Dataset entries:

● ● ● ● ●

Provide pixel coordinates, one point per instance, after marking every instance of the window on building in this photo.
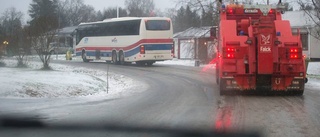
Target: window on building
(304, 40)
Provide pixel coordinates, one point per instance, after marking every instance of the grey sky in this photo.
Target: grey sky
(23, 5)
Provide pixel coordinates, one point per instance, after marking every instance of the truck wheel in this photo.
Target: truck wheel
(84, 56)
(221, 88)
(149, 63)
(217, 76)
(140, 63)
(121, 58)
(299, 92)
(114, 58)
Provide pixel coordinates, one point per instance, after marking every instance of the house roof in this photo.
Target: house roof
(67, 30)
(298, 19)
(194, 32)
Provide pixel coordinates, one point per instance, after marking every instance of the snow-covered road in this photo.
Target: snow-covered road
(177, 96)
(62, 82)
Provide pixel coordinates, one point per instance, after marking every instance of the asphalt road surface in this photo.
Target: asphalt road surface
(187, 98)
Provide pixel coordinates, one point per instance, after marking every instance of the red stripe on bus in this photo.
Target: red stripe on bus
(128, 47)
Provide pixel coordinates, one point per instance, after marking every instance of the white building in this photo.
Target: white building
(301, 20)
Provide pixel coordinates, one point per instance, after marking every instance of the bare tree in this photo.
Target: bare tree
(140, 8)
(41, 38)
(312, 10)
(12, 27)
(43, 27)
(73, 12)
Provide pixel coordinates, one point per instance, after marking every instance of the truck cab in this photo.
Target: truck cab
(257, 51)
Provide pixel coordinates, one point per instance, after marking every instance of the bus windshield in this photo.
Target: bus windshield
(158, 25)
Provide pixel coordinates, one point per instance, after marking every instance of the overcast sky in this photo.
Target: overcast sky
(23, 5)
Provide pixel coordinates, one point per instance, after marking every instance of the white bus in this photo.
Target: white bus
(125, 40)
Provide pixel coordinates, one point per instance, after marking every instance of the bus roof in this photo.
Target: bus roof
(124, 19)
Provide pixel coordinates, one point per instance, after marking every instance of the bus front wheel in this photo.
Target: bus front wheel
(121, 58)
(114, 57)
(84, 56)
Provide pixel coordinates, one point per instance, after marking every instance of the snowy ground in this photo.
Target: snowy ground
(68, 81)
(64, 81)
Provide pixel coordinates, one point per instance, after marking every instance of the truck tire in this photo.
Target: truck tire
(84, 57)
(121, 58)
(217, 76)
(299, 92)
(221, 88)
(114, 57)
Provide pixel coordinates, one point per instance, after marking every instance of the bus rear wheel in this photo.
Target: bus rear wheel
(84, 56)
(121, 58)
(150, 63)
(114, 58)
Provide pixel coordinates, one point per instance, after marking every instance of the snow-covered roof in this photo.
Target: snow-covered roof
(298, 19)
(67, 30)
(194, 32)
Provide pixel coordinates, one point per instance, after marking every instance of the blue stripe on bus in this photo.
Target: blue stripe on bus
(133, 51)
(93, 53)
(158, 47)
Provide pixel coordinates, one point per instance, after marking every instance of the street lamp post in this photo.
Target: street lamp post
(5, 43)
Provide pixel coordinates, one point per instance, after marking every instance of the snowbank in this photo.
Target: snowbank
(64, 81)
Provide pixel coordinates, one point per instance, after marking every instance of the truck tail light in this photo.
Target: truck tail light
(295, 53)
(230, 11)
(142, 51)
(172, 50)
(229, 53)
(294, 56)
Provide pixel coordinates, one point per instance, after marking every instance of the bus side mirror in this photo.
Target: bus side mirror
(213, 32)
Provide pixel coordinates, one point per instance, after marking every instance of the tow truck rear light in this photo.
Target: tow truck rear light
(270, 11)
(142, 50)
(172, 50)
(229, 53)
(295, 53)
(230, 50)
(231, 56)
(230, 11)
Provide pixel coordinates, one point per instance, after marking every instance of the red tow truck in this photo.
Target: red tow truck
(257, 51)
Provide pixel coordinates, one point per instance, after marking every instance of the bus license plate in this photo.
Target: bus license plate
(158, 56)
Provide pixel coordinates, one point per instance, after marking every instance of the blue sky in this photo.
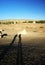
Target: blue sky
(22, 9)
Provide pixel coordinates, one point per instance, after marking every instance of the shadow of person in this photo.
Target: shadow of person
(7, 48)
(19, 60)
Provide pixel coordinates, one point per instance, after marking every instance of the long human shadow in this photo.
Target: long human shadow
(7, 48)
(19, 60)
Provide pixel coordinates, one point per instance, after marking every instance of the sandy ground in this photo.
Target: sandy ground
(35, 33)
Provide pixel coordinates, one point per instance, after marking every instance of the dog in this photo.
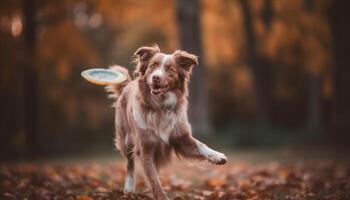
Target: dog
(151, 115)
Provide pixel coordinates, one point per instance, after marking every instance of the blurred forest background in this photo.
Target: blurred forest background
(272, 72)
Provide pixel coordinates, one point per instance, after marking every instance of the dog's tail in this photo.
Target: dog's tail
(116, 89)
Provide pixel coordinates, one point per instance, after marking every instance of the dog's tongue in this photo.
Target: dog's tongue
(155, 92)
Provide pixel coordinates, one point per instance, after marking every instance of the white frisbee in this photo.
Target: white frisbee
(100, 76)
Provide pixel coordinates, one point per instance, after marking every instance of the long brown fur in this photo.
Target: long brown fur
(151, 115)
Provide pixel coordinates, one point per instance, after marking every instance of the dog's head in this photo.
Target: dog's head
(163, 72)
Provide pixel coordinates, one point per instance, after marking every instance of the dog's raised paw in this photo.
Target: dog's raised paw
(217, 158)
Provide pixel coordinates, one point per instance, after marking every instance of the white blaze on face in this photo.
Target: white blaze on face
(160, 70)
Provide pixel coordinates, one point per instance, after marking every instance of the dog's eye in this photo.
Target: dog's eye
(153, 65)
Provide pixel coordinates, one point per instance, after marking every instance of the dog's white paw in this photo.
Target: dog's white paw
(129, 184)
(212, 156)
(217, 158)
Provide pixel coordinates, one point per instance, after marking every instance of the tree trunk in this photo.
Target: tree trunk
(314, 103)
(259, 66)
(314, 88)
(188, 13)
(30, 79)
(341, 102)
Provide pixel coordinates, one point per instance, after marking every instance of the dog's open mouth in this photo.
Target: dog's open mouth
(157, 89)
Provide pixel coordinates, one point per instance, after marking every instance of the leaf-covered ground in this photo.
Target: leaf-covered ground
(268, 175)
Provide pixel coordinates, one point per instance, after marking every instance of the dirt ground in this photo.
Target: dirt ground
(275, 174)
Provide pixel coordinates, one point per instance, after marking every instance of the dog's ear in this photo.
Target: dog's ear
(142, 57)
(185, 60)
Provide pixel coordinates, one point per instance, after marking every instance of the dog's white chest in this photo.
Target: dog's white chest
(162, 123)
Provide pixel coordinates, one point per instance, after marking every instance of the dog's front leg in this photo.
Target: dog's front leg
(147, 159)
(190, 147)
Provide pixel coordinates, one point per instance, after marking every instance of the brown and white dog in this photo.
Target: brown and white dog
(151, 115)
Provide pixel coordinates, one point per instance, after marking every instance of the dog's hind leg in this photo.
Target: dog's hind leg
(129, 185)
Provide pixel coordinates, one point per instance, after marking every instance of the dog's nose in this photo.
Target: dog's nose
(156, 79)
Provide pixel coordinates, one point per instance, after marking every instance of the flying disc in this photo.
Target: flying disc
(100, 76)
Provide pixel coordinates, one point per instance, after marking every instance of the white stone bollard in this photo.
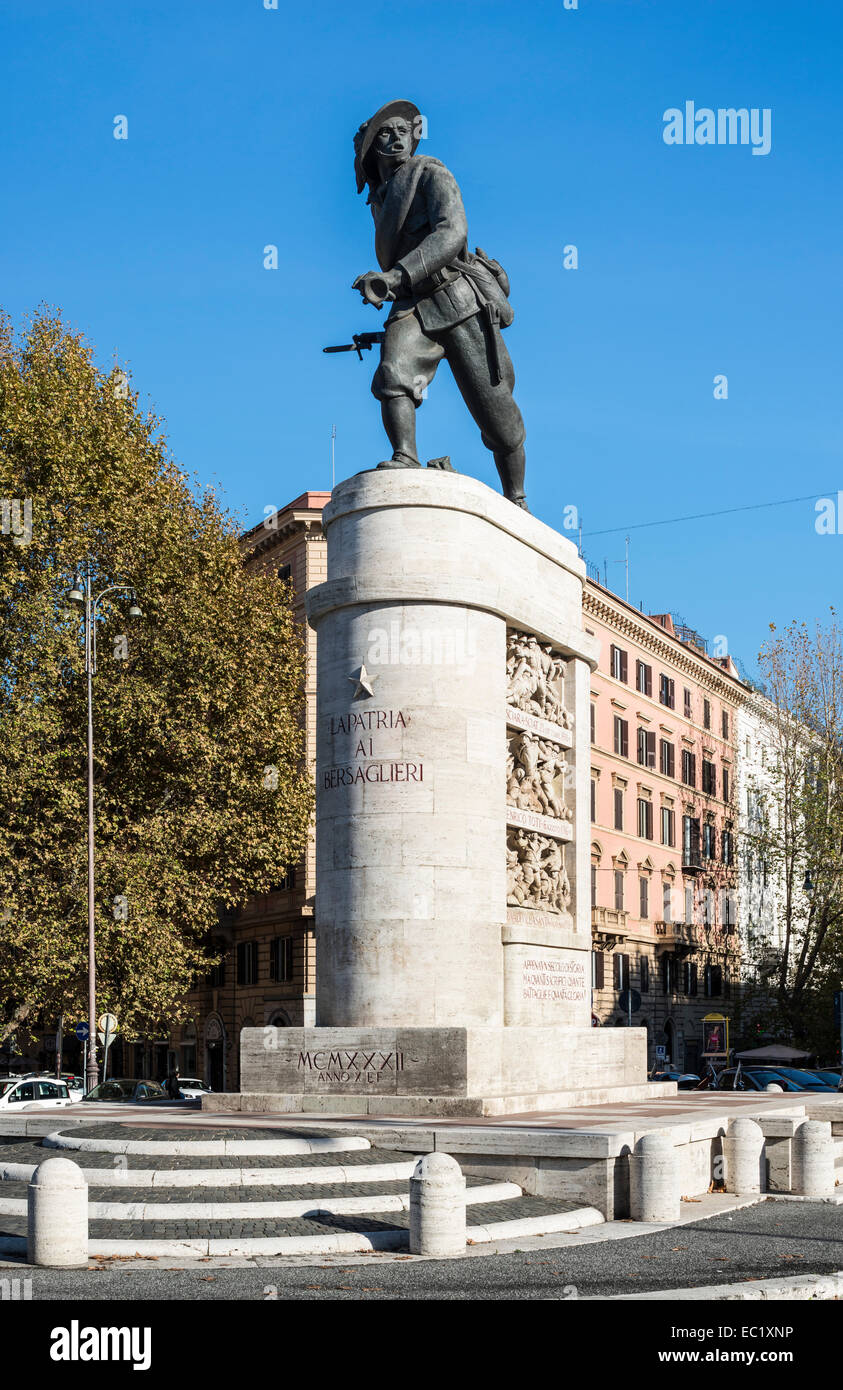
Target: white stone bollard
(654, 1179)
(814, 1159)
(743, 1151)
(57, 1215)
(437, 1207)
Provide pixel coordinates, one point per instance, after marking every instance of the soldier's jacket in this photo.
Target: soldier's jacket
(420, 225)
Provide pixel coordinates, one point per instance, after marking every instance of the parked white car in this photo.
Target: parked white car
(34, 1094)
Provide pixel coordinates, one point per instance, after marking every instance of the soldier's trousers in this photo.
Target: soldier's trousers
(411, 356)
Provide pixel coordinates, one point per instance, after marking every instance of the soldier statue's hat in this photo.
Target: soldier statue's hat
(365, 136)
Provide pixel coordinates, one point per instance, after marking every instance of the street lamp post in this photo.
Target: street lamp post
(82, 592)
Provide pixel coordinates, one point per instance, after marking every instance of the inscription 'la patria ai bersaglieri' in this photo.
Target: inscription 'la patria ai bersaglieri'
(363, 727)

● ● ● ● ●

The task
From the line containing "Target: parked white car" through the last line of the records above, reproduce every line exactly.

Solved problem
Target: parked white car
(34, 1094)
Provide pixel coordinates, one point per instance, after marking every instance of the soldier's trousers in this photo.
Target: soldier's trousers
(411, 356)
Provide pixel coordinates, one point per instance, after marking every instance of the soldier statue's hat in this photo.
Target: soldier statue's hat
(365, 136)
Provide pixel coordinates, one point per instance, after marking every instance of the street lamp post in this photo.
Target: street lamp post
(82, 592)
Provide pixel coordinates, one point per instance, after marking every instance of the inscription 'la patria ai bersaglieri' in this photo.
Target: inscription 'la patria ai bersaglieri'
(363, 727)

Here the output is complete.